_Directions_
In the comment thread about Mathematica's Times, which functions does gpap name for declaring variables to be commuting or noncommuting?

_Excerpt_

May 11, 2012 at 13:34 comment added gpap Hmmm - you still could use NCAlgebra in this case while using the same function definitions. You'd have to use a rule /. Times -> NonCommutativeMultiply (which, granted, is what you are trying to avoid) on all your functions and then define whichever variables you want to be either commuting or noncommuting via SetCommutative, SetNonCommutative. Assuming expressions of the form (1-q)(a b) for q real, a,b noncommuting, haven't come from, say, a**b - q b**a - which would be a problem you'd have anyway - you can save yourself some time..
May 11, 2012 at 12:38 comment added jVincent Naturally, but lets assume you have a large collection of functions that do things like f[a_,b_]:=a+b-b^2-b*a, or similar. Suddenly all of these expression would obay the nocommutativity of the newly defined matrix objects, if you called f[matrix[a],matrix[b]]. Really what I want is to have the evaluation depending on the upvalues of the members, but that's not possible, since Times is orderless independent of what it's used on.
May 11, 2012 at 11:27 comment added gpap I see - in that case my answer is useless. So, in your example above, if you wanted multiplication over Z4 you would define a z4 "times" that would give you z4[a] z4[b]=Mod[a,b,4] but in your case wouldn't that transpose the problem into defining all your elements of z4 in an expression?
May 11, 2012 at 10:56 comment added jVincent No, what triggered my question is just the annoyance at the fact that Times being defined as orderless in general makes it seamingly impossible to make it non orderless in individual cases based no the elements. Mathematically the communicative nature of multiplication is dependent on the elements, not the operator, I was hoping for some clever fix that didn't involve hunting down every single occurance of times, and replacing it, or blocking it out in order to retain order information.
May 11, 2012 at 10:51 comment added gpap Yes, this is correct. But Mathematica cannot handle expansions in NonCommutativeMultiply and you'd need to type long expressions with **s yourself. I thought that's what triggered the question in the first place (?)
May 11, 2012 at 10:45 comment added jVincent Looking thought the example notebooks from this package, it appears that they just use NonCommutativeMultiply exclusively, and provide an external framework for doing other manipulations.

_Given entries_
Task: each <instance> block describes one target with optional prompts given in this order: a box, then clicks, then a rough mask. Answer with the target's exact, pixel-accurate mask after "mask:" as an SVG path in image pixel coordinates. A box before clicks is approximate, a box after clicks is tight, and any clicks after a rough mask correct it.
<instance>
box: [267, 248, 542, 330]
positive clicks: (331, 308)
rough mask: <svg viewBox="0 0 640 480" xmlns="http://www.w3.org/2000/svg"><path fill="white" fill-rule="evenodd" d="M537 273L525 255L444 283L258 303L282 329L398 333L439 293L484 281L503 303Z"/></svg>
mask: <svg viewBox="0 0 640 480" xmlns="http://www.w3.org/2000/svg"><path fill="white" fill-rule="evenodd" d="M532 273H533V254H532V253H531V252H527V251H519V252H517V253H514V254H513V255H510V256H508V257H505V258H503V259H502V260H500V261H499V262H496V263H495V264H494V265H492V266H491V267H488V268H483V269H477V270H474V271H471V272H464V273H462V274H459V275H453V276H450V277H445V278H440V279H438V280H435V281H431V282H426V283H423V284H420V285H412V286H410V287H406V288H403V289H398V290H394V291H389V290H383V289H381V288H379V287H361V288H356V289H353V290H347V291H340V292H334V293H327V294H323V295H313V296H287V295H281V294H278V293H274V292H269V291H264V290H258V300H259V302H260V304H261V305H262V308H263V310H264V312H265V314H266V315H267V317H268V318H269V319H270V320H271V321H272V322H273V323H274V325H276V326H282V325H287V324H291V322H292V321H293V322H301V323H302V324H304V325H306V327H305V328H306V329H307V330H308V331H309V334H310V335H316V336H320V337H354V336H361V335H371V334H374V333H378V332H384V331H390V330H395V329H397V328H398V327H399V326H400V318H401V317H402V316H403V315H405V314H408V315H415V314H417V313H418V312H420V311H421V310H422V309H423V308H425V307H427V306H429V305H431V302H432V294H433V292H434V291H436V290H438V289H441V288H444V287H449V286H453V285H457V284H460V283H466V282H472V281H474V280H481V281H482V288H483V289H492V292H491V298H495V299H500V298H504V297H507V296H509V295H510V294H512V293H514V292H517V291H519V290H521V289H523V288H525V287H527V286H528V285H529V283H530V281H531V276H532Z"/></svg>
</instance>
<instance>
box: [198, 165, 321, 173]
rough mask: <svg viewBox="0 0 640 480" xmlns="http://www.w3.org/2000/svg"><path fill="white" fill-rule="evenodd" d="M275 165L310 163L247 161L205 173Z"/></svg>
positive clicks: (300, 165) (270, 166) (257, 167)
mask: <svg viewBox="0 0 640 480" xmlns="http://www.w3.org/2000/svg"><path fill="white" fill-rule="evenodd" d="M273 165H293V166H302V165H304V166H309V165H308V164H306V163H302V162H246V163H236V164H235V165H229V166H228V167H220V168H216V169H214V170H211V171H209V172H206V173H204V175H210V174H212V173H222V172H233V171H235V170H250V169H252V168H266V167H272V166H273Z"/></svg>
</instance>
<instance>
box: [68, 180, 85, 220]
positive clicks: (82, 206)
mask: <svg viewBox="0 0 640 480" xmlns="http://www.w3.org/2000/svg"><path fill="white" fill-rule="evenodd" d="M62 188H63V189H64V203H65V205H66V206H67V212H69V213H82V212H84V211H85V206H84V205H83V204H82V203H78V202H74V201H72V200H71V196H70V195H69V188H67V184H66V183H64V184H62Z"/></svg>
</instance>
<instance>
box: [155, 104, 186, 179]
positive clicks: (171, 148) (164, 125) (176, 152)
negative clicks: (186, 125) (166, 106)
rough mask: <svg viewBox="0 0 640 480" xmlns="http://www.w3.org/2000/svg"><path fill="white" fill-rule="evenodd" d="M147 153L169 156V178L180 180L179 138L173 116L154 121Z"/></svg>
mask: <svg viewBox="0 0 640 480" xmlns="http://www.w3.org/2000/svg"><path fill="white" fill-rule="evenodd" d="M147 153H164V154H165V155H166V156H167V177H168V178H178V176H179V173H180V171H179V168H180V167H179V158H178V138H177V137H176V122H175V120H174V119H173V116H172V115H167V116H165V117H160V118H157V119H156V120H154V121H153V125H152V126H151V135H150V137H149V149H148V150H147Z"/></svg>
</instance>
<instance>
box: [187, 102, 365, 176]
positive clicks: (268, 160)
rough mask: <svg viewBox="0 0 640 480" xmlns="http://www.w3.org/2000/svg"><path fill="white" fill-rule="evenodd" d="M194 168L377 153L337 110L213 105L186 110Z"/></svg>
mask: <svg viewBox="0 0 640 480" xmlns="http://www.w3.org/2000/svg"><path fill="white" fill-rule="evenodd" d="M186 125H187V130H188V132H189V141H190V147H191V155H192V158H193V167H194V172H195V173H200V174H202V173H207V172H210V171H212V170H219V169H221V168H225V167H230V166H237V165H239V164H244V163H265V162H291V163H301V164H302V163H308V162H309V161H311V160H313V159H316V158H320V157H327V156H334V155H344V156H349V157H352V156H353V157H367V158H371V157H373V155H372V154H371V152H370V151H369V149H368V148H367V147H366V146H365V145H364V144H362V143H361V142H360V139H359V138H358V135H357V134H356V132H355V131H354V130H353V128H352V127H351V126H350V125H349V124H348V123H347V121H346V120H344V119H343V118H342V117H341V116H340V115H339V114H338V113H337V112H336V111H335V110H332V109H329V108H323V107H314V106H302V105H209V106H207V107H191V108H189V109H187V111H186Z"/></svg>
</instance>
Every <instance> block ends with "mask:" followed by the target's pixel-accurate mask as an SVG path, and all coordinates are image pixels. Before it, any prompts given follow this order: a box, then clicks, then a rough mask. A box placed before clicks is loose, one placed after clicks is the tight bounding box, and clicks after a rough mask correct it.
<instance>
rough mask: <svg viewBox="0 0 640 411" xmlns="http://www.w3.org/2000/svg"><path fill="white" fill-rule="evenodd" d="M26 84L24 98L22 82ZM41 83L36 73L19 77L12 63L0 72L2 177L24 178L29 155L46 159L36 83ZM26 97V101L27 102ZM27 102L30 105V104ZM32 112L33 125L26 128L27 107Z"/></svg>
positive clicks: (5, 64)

_Exercise result_
SetCommutative and SetNonCommutative